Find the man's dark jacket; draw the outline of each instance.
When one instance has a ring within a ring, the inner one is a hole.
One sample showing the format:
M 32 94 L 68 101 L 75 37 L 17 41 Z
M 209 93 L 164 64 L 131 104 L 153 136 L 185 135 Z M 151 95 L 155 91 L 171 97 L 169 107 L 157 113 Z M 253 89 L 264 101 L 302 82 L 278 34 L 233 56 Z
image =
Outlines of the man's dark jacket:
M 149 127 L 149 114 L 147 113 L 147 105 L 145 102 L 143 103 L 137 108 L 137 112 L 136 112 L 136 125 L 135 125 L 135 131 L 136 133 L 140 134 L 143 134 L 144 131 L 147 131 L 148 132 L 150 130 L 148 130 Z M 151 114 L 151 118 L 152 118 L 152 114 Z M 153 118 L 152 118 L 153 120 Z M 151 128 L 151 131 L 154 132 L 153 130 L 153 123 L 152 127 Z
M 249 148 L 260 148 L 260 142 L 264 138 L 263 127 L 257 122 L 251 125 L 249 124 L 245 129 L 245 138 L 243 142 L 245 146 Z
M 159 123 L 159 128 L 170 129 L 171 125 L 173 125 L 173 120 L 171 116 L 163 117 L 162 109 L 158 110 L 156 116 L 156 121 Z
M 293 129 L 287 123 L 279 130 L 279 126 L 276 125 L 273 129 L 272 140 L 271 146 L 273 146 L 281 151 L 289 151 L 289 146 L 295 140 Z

::::::::::

> _AIM OF THE EXERCISE_:
Copy every line of the entries above word for word, keeping each character and line break unchanged.

> _WRITTEN RESPONSE_:
Find the man's dark jacket; draw the outline of each instance.
When one instance has a ring within a ring, the inner one is a hole.
One sample showing the format:
M 32 94 L 68 101 L 75 37 L 17 41 Z
M 209 93 L 164 64 L 131 104 L 153 136 L 185 135 Z M 151 95 L 155 91 L 171 97 L 169 107 L 157 113 Z M 253 89 L 264 101 L 302 82 L 278 34 L 233 56 Z
image =
Outlines of the man's dark jacket:
M 149 127 L 149 114 L 147 113 L 147 105 L 145 102 L 143 103 L 137 108 L 137 112 L 136 112 L 136 125 L 135 125 L 135 131 L 136 133 L 140 134 L 143 134 L 144 131 L 147 131 L 148 132 L 150 130 L 148 130 Z M 151 114 L 151 118 L 152 118 L 152 114 Z M 153 118 L 152 118 L 153 120 Z M 151 128 L 151 131 L 154 132 L 153 130 L 153 123 L 152 127 Z
M 249 148 L 260 148 L 260 142 L 264 138 L 263 127 L 257 122 L 251 125 L 249 124 L 245 129 L 245 138 L 243 142 L 245 146 Z
M 159 123 L 159 128 L 170 129 L 171 125 L 173 125 L 173 120 L 171 116 L 163 117 L 162 109 L 158 110 L 156 116 L 156 121 Z
M 293 129 L 287 123 L 279 130 L 279 126 L 276 125 L 273 129 L 272 140 L 271 146 L 273 146 L 281 151 L 289 151 L 289 146 L 295 140 Z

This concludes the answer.